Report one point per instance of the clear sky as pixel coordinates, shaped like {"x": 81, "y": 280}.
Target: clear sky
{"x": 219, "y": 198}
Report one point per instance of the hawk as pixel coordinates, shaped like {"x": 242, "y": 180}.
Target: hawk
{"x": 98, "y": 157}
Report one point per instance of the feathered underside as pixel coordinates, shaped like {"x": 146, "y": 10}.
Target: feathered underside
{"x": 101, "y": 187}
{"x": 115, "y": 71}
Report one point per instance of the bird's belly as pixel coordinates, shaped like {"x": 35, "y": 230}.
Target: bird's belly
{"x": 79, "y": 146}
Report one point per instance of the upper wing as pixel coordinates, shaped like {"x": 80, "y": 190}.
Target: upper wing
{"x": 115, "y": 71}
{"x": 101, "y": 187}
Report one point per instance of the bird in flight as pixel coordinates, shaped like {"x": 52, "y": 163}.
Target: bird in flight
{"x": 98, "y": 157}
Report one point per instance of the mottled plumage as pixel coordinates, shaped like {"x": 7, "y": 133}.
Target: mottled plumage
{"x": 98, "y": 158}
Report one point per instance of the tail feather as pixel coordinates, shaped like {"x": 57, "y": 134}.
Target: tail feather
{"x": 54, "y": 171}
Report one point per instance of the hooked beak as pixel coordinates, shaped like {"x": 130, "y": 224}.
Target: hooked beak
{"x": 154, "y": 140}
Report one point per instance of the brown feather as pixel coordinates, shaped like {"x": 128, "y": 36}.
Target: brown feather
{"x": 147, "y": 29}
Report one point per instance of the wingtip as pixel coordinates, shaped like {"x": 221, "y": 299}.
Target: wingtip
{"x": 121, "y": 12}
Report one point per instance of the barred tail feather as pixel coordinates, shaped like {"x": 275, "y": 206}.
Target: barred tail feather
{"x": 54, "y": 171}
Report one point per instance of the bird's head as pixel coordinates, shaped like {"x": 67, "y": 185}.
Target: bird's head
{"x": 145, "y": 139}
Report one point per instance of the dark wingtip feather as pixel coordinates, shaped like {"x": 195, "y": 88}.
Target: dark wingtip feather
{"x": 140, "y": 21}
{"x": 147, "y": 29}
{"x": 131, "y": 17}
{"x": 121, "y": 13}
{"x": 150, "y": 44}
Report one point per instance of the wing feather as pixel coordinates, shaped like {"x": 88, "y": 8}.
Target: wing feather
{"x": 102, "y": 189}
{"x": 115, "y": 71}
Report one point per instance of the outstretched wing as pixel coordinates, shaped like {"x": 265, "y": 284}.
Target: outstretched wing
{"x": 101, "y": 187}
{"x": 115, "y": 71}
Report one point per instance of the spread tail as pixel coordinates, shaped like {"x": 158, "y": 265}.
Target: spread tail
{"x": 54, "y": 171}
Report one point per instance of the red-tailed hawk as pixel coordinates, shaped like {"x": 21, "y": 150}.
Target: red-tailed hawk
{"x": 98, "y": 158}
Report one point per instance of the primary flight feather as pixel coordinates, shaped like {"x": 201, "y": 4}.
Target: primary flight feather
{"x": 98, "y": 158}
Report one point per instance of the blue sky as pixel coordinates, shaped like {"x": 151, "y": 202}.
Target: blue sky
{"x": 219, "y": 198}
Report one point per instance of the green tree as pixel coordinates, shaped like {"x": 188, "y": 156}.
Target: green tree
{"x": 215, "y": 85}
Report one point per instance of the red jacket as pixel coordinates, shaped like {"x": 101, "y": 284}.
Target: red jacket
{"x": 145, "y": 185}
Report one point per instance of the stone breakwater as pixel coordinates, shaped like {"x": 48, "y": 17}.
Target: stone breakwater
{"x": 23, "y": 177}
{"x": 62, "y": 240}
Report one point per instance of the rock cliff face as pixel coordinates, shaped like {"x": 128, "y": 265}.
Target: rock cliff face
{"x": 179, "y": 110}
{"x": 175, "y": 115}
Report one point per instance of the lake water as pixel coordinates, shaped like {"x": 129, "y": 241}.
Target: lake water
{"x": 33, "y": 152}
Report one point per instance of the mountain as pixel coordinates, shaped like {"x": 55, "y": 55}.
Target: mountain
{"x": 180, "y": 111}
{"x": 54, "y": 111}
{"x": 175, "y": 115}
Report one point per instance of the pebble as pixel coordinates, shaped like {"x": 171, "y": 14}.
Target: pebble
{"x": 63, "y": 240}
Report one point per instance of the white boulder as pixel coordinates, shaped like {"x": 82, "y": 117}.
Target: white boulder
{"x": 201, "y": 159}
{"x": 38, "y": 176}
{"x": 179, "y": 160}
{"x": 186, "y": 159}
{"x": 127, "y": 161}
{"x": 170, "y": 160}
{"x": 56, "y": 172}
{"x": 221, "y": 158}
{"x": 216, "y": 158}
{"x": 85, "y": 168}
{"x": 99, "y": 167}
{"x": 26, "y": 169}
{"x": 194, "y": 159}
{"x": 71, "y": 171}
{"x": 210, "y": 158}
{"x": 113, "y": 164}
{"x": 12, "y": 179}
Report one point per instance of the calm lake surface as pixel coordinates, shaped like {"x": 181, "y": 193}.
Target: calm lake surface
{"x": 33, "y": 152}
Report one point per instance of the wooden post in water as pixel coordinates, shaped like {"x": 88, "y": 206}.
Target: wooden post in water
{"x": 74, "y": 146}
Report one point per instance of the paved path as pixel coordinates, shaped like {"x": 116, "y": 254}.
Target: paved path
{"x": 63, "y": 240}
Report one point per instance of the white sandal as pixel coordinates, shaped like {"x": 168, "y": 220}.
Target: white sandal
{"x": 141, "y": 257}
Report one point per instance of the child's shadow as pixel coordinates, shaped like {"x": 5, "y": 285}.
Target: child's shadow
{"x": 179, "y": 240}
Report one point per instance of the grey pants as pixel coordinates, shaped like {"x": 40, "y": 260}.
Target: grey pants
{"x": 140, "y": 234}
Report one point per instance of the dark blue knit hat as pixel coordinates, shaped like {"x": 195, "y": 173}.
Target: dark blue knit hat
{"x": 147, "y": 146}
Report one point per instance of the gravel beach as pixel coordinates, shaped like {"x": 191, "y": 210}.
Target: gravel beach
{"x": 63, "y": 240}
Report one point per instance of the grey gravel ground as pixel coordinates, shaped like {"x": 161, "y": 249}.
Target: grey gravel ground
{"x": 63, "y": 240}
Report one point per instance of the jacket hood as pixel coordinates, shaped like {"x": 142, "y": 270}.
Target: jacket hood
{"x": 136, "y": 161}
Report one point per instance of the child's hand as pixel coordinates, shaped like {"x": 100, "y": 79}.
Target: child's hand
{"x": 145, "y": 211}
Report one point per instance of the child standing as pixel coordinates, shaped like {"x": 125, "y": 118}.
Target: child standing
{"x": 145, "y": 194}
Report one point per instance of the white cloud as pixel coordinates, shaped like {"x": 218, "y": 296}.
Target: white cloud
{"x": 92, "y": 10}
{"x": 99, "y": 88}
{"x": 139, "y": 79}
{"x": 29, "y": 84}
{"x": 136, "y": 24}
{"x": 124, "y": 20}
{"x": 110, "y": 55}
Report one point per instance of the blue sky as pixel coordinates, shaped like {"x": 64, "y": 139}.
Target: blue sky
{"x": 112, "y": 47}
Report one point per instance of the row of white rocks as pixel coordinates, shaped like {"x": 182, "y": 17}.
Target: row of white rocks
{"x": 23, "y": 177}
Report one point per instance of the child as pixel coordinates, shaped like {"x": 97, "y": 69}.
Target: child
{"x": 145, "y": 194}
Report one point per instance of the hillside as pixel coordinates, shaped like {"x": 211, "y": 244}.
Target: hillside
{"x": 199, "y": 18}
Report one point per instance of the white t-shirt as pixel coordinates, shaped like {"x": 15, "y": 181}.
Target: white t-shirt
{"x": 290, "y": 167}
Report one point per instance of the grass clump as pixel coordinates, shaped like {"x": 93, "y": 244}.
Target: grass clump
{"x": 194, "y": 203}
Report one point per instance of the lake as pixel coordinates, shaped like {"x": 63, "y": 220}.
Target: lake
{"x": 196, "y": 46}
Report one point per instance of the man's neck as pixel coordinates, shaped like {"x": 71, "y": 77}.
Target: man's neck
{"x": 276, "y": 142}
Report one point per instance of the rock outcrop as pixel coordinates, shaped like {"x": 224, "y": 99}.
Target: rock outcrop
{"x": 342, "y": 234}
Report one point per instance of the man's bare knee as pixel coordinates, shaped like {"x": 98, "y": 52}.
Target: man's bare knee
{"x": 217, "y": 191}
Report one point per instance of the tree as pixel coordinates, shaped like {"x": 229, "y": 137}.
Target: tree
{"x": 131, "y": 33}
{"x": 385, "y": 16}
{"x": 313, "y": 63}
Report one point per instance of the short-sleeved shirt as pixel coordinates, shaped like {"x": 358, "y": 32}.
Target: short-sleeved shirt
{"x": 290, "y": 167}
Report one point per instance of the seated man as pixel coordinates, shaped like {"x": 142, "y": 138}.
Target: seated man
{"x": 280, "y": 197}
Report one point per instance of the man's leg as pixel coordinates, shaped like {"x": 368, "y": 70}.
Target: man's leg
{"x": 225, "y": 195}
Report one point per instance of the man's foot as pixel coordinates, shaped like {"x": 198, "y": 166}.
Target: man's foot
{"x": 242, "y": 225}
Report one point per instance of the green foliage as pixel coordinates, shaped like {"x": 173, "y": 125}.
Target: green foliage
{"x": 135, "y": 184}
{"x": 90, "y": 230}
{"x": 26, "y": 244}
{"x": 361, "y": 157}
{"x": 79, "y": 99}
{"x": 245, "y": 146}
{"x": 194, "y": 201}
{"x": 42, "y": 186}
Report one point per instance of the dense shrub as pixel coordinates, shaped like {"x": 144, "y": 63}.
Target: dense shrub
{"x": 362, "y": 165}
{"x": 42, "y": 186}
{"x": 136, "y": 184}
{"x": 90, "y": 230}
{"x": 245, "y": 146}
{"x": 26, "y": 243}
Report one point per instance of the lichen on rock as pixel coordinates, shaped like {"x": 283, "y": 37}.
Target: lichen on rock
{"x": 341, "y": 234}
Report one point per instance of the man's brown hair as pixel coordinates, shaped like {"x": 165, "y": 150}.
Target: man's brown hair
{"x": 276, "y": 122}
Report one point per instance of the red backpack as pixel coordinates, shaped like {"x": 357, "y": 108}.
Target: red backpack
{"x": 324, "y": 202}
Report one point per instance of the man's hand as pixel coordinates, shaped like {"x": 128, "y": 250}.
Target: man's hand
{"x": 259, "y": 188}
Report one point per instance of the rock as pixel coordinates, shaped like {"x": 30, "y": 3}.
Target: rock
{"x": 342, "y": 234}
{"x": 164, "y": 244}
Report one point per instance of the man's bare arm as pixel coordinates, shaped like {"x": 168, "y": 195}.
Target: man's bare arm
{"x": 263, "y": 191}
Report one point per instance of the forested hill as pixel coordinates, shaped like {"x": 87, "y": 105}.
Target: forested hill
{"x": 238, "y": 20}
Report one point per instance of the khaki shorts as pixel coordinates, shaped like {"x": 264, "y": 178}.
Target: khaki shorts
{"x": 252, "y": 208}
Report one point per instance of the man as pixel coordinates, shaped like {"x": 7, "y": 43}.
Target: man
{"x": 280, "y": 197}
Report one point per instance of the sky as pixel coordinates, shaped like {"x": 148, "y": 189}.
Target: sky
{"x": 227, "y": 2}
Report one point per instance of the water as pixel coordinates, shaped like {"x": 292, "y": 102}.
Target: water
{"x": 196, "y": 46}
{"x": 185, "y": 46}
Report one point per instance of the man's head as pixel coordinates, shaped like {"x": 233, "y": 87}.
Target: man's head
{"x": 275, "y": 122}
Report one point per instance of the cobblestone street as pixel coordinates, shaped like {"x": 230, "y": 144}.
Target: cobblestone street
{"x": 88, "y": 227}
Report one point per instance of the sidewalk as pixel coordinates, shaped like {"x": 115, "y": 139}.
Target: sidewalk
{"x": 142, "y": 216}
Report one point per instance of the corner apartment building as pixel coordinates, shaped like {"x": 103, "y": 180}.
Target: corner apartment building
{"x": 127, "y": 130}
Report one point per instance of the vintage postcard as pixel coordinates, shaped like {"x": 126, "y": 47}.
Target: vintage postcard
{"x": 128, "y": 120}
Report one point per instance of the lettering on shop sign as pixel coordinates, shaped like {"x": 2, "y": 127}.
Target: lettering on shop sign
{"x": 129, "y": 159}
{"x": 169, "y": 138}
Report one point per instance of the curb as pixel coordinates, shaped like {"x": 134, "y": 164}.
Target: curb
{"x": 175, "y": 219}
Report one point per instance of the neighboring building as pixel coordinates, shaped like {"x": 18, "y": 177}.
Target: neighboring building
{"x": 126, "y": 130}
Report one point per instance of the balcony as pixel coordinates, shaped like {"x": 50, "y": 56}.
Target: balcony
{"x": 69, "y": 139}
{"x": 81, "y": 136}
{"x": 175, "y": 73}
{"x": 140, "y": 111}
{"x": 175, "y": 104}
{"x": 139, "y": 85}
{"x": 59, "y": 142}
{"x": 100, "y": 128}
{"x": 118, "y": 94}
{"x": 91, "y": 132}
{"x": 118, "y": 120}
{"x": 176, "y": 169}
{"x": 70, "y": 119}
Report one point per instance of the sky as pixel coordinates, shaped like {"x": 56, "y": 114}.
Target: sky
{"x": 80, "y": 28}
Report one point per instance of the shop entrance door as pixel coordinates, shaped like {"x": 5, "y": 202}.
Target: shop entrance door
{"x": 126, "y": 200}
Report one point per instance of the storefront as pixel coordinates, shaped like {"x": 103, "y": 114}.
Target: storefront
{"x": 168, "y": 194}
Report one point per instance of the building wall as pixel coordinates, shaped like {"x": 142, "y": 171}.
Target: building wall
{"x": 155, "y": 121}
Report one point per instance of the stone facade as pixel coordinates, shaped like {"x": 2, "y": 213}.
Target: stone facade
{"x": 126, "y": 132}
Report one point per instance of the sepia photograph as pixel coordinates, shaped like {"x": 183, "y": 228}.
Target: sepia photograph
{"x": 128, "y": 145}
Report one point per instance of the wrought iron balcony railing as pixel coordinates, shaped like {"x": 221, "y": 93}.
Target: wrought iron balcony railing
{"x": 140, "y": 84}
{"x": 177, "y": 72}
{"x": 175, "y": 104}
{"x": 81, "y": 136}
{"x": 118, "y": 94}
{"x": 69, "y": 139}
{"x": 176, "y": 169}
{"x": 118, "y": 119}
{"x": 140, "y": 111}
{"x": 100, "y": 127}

_Task goal_:
Starting at the line with "Report one point per instance of the stone facade", copy every line up to and including the last one in the entries above.

_Output_:
Report one point per instance of the stone facade as pixel coordinates, shaped like {"x": 2, "y": 213}.
Target: stone facade
{"x": 126, "y": 132}
Report one point per instance of the sepia photograph as pixel coordinates, shaped like {"x": 183, "y": 228}.
Target: sepia photograph
{"x": 128, "y": 145}
Report one point per instance of the wrought iron balcony railing as pixel coordinates, shaped like {"x": 221, "y": 93}.
Target: wrought iron balcony railing
{"x": 140, "y": 84}
{"x": 177, "y": 72}
{"x": 175, "y": 104}
{"x": 81, "y": 136}
{"x": 118, "y": 94}
{"x": 69, "y": 139}
{"x": 176, "y": 169}
{"x": 118, "y": 119}
{"x": 140, "y": 111}
{"x": 100, "y": 127}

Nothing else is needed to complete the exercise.